# Best de-frizz/straightening hair product?



## breeex (Apr 19, 2009)

I need a product that will defrizz my hair as well as kind of straighten it(if thats even possible lol) when i let me hair air dry. If anyone knows of any good products that will do this, let me know. I'd prefer drugstore ones, btw.

thanks!


----------



## HairEgo (Apr 19, 2009)

Most anti frizz and straightening balms are activated by heat. If you're only looking for products that do not require heat, I got nothing.


----------



## Orangeeyecrayon (Apr 19, 2009)

i have heard good things about living proof, but as hair ego said most straightning products are activated by heat.

so this is most likely activated by heat also.


----------



## makennasdoll (Apr 23, 2009)

Nioxin Pure Shine gel and Profound beauty shine cream. I was using Living Proof No Frizz but found that my hair started to dry out from it. I have been using these (Nioxin and PB) for 2 weeks and they are amazing! And no dryness issues like I had with LP


----------



## La_Mari (Apr 24, 2009)

Frizz-ease has some serums that work well, Hask also has a few, I like serums better than sprays.

My favorite is CHI "Silk Infusion" but it's like 13$ for only 2oz. or so. I used mine up. but it works so well though it leaves my hair shiny and no frizz!


----------



## makennasdoll (Apr 24, 2009)

Originally Posted by *La_Mari* /img/forum/go_quote.gif Frizz-ease has some serums that work well, Hask also has a few, I like serums better than sprays.
My favorite is CHI "Silk Infusion" but it's like 13$ for only 2oz. or so. I used mine up. but it works so well though it leaves my hair shiny and no frizz!

You should get the GVP Silk Remedy from Sally. Loads cheaper and you get a ton of product. It woks just the same. Same smell to!
Generic Value Products - GVP Silk Remedy


----------

....

__TASK INSTRUCTIONS__
a - In the forum thread, which product did makennasdoll stop using after it started to dry out the hair?
b - Say whether each statement agrees with the forum thread, and quote the words that decide it: (i) breeex would prefer drugstore products. (ii) La_Mari likes sprays better than serums. (iii) makennasdoll describes GVP Silk Remedy as more expensive than CHI Silk Infusion.
c - Write out the passage of the forum thread starting with "## HairEgo (Apr" and going on through "I got nothing.".
Answer from the forum thread alone, without outside knowledge.

__DATASET CONTENT__
....

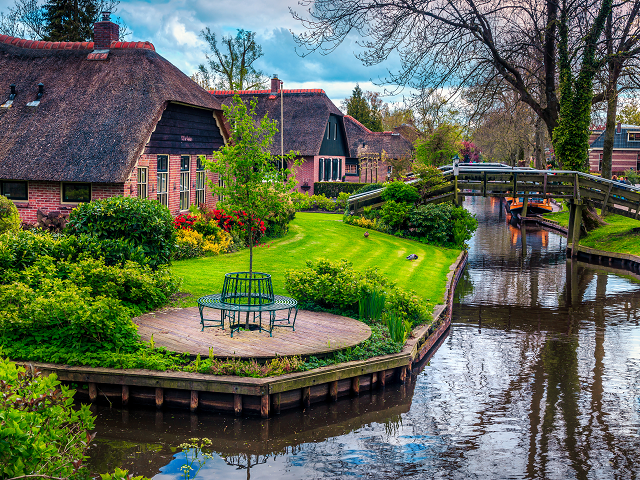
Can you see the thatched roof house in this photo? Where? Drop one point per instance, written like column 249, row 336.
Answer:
column 79, row 120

....

__COMPLETE ANSWERS__
a - Living Proof No Frizz.

b -
(i) Yes: "I'd prefer drugstore ones, btw."
(ii) No: "I like serums better than sprays."
(iii) No: "Loads cheaper and you get a ton of product."

c -
## HairEgo (Apr 19, 2009)

Most anti frizz and straightening balms are activated by heat. If you're only looking for products that do not require heat, I got nothing.